**** Sezione del documento ****

Cesa: «Le leadership non si impongono Solo la sinistra lo fa»

«Noi e Forza Italia siamo nel Ppe, il dialogo è facilitato»

Cesa: «Le leadership non si impongono Solo la sinistra lo fa»

da Roma

Onorevole Lorenzo Cesa, Silvio Berlusconi da Gubbio rilancia l’idea di un grande partito dei moderati. È un progetto che all’Udc può interessare?
«Realizzare un progetto di aggregazione partendo dall’alto è un errore. Lo dimostra è ciò che sta accadendo nel Partito democratico dove si scontrano non su progetti politici ma su questioni di potere. A sentire quel che dicono i candidati alla guida del Pd, sembrano più avversari che colleghi di partito».
Qual è la via alternativa alla costruzione dall’alto del partito unitario?
«C’è un problema di fondo oggi nel Paese: con il sistema bipolare che c’è non si riesce a governare. Prodi dice che vuole andare avanti a prescindere da tutto. Ma con questa maggioranza è paralizzato e i cittadini lo sentono sulla loro pelle. Berlusconi dice che andremo a votare ad aprile. È un anno che lo dice ma ogni volta l’effetto spallata non c’è e non si arriva mai al voto. La verità è che bisogna innanzitutto cambiare le regole e poi ripensare i contenitori».

**** Estratti dei dati ****

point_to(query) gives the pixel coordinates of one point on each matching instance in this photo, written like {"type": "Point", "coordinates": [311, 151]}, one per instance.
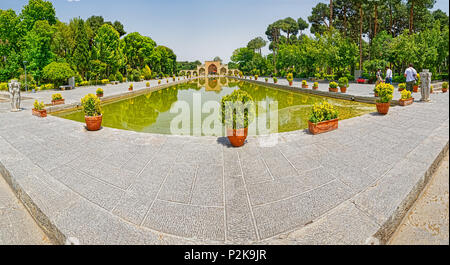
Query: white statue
{"type": "Point", "coordinates": [14, 95]}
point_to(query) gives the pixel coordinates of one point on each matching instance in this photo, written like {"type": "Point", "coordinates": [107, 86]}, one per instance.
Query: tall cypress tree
{"type": "Point", "coordinates": [81, 53]}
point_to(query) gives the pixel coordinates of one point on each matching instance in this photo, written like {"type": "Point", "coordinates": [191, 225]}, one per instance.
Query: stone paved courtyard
{"type": "Point", "coordinates": [349, 186]}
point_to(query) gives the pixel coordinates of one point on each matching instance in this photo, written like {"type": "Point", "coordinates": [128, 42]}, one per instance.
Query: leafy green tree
{"type": "Point", "coordinates": [106, 48]}
{"type": "Point", "coordinates": [289, 26]}
{"type": "Point", "coordinates": [138, 49]}
{"type": "Point", "coordinates": [57, 73]}
{"type": "Point", "coordinates": [9, 46]}
{"type": "Point", "coordinates": [257, 44]}
{"type": "Point", "coordinates": [37, 10]}
{"type": "Point", "coordinates": [37, 48]}
{"type": "Point", "coordinates": [81, 55]}
{"type": "Point", "coordinates": [63, 41]}
{"type": "Point", "coordinates": [320, 18]}
{"type": "Point", "coordinates": [302, 25]}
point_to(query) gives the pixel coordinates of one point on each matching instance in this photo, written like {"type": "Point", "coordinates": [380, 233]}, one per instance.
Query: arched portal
{"type": "Point", "coordinates": [212, 69]}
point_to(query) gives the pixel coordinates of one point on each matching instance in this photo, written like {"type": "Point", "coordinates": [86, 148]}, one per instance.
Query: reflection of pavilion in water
{"type": "Point", "coordinates": [211, 68]}
{"type": "Point", "coordinates": [212, 83]}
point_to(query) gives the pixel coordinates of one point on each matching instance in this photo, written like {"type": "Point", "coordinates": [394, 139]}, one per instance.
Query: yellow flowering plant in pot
{"type": "Point", "coordinates": [406, 99]}
{"type": "Point", "coordinates": [57, 99]}
{"type": "Point", "coordinates": [39, 109]}
{"type": "Point", "coordinates": [332, 87]}
{"type": "Point", "coordinates": [290, 78]}
{"type": "Point", "coordinates": [385, 93]}
{"type": "Point", "coordinates": [99, 92]}
{"type": "Point", "coordinates": [92, 112]}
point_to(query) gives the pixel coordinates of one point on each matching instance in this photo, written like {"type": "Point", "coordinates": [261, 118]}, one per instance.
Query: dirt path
{"type": "Point", "coordinates": [427, 221]}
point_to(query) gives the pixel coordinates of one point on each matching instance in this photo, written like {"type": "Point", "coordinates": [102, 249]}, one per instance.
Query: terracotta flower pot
{"type": "Point", "coordinates": [323, 126]}
{"type": "Point", "coordinates": [333, 89]}
{"type": "Point", "coordinates": [93, 123]}
{"type": "Point", "coordinates": [39, 113]}
{"type": "Point", "coordinates": [405, 102]}
{"type": "Point", "coordinates": [383, 108]}
{"type": "Point", "coordinates": [237, 136]}
{"type": "Point", "coordinates": [58, 102]}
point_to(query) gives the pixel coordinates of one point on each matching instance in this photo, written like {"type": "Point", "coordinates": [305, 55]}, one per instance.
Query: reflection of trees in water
{"type": "Point", "coordinates": [212, 82]}
{"type": "Point", "coordinates": [140, 112]}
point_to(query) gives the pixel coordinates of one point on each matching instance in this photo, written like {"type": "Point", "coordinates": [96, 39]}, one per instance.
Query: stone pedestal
{"type": "Point", "coordinates": [425, 85]}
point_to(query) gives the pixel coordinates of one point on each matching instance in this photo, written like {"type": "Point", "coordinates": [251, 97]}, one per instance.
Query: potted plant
{"type": "Point", "coordinates": [238, 111]}
{"type": "Point", "coordinates": [385, 93]}
{"type": "Point", "coordinates": [99, 92]}
{"type": "Point", "coordinates": [57, 99]}
{"type": "Point", "coordinates": [304, 84]}
{"type": "Point", "coordinates": [343, 84]}
{"type": "Point", "coordinates": [316, 85]}
{"type": "Point", "coordinates": [406, 98]}
{"type": "Point", "coordinates": [444, 87]}
{"type": "Point", "coordinates": [290, 78]}
{"type": "Point", "coordinates": [323, 118]}
{"type": "Point", "coordinates": [416, 85]}
{"type": "Point", "coordinates": [332, 87]}
{"type": "Point", "coordinates": [92, 112]}
{"type": "Point", "coordinates": [39, 109]}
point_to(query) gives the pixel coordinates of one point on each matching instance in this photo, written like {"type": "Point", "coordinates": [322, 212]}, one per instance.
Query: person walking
{"type": "Point", "coordinates": [411, 77]}
{"type": "Point", "coordinates": [388, 75]}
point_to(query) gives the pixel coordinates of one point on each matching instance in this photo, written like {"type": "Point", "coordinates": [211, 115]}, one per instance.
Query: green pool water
{"type": "Point", "coordinates": [151, 113]}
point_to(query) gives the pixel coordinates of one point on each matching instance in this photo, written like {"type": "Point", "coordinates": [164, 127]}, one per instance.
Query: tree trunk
{"type": "Point", "coordinates": [360, 36]}
{"type": "Point", "coordinates": [331, 14]}
{"type": "Point", "coordinates": [375, 21]}
{"type": "Point", "coordinates": [390, 19]}
{"type": "Point", "coordinates": [411, 17]}
{"type": "Point", "coordinates": [345, 21]}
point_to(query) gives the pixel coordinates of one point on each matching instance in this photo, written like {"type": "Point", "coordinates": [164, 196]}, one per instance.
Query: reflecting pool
{"type": "Point", "coordinates": [194, 107]}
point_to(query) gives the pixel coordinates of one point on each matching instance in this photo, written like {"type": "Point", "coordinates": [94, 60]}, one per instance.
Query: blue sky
{"type": "Point", "coordinates": [194, 29]}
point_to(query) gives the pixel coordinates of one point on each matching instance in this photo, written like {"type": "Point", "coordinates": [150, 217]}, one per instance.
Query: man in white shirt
{"type": "Point", "coordinates": [388, 75]}
{"type": "Point", "coordinates": [411, 76]}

****

Compito assegnato: Prosegua l'intervista a Lorenzo Cesa sul partito unitario dei moderati, riprendendo subito dopo l'ultima risposta riportata.

Risposta scritta:
Ma è ipotizzabile che l’Udc possa ritrovarsi con Forza Italia in un unico soggetto politico?
«Innanzitutto voglio ribadire - come farà tutto il partito a Chianciano da giovedì - che siamo alternativi alla sinistra. Naturalmente quando parliamo di partito dei moderati questo non vuol dire non farlo con Fi. Anzi appartenendo entrambi al Ppe dovrebbe essere anche più facile dialogare. Il punto, però, è che il partito dei moderati non si realizza facendo la somma dell’Udc con Fi o con l’Udeur. Non è un problema di accorpamenti ma di sostanza: occorre un processo politico ampio e nuovo».
Ritiene che questo processo possa seguire vie diverse da quelle della politica?
«Non voglio certo escludere i partiti. Ma questo processo va allargato anche ad altri ambienti, ad esempio ai movimenti di base del mondo cattolico. Penso a Pezzotta, alla Roccella, alla Cisl di Bonanni, al Movimento Cristiano Lavoratori, a una parte delle Acli, alla Confartigianato, alla Coldiretti e alla Confagricoltura».
Luca Cordero di Montezemolo può essere parte di questo progetto?
«Perché no? Il nostro sogno è coinvolgere tutti coloro che sono interessati a moderare la politica e a risolvere il grande problema che frena l’Italia da 15 anni: garantire governabilità e realizzare le riforme di cui abbiamo assoluto bisogno».
Nel novero delle alleanze future dell’Udc è possibile escludere quella con il Pd?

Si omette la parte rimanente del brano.